Yapılacak İşler:
**A)** Genetik ve sağlıkla ilgili metni iki cümleyle özetleyin.
**B)** Genetik ve sağlıkla ilgili metinde "Binlerce hastalığın belirli" ile başlayıp "uygulamalar için bilgilendirici." ile biten kısmı hiç değiştirmeden yeniden yazın.

#### Kaynak Metin ####

Binlerce hastalığın belirli genetik değişikliklerden kaynaklandığı veya güçlü bir genetik bileşene sahip olduğu bilinmektedir. Beslenme, yaşam tarzı veya çevrenin bir sonucu olarak miras alınan veya edinilen DNA dizisi varyasyonları, belirli bir hastalığa, patojene veya alerjene karşı duyarlı olup olmadığımızı belirleyebilir. Ayrıca genlerimizin aşılar, kan transfüzyonları, organ nakilleri, farmasötik ilaçlar ve kanser tedavileri dahil olmak üzere çeşitli tıbbi müdahalelere tepki verdiği de biliniyor. Bu nedenle, genetik testler ve genom çapında analizler insan sağlığında ve birçok disiplinde çeşitli uygulamalar için bilgilendirici.

#### Gösterilen Bilgiler ####

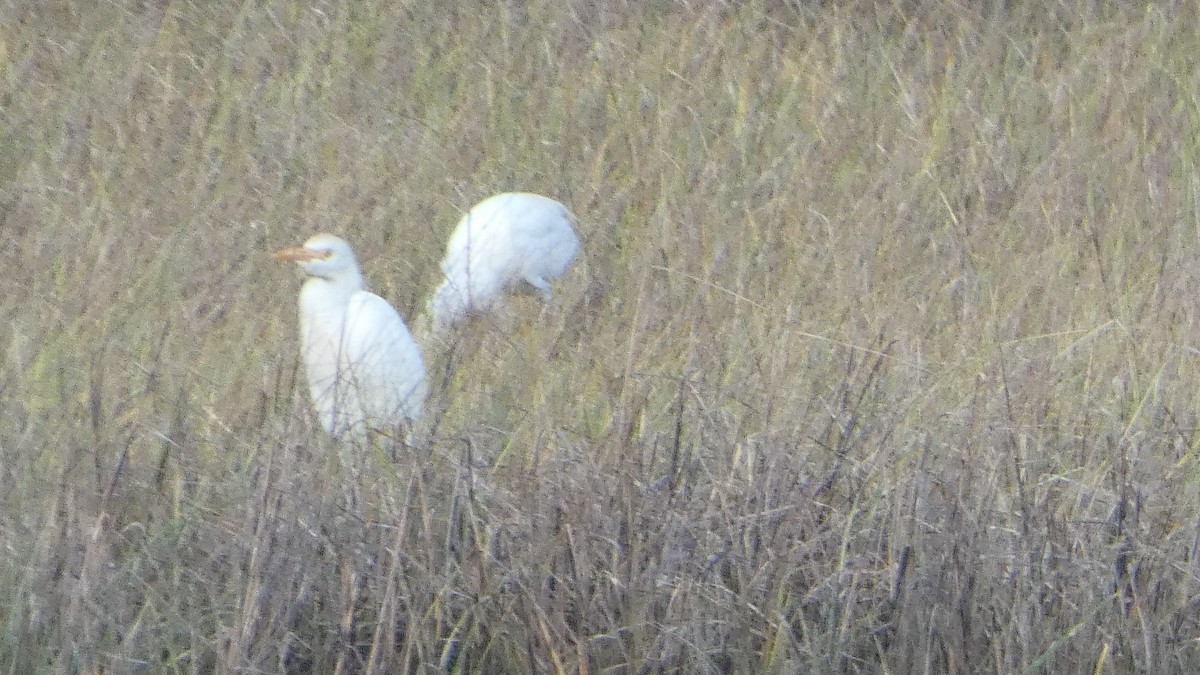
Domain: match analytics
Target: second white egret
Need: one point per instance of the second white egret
(501, 243)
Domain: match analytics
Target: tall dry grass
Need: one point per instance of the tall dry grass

####

Görev Çözümleri:
**A)** Binlerce hastalık belirli genetik değişikliklerden kaynaklanır ya da güçlü bir genetik bileşene sahiptir; miras alınan veya sonradan edinilen DNA dizisi farklılıkları da bir hastalığa, patojene ya da alerjene karşı duyarlı olup olmadığımızı belirleyebilir. Genlerimiz aşılar, kan nakilleri, organ nakilleri, ilaçlar ve kanser tedavileri gibi tıbbi müdahalelere de tepki verdiği için genetik testler ve genom çapında analizler insan sağlığında ve birçok alanda bilgi sağlar.

**B)**
Binlerce hastalığın belirli genetik değişikliklerden kaynaklandığı veya güçlü bir genetik bileşene sahip olduğu bilinmektedir. Beslenme, yaşam tarzı veya çevrenin bir sonucu olarak miras alınan veya edinilen DNA dizisi varyasyonları, belirli bir hastalığa, patojene veya alerjene karşı duyarlı olup olmadığımızı belirleyebilir. Ayrıca genlerimizin aşılar, kan transfüzyonları, organ nakilleri, farmasötik ilaçlar ve kanser tedavileri dahil olmak üzere çeşitli tıbbi müdahalelere tepki verdiği de biliniyor. Bu nedenle, genetik testler ve genom çapında analizler insan sağlığında ve birçok disiplinde çeşitli uygulamalar için bilgilendirici.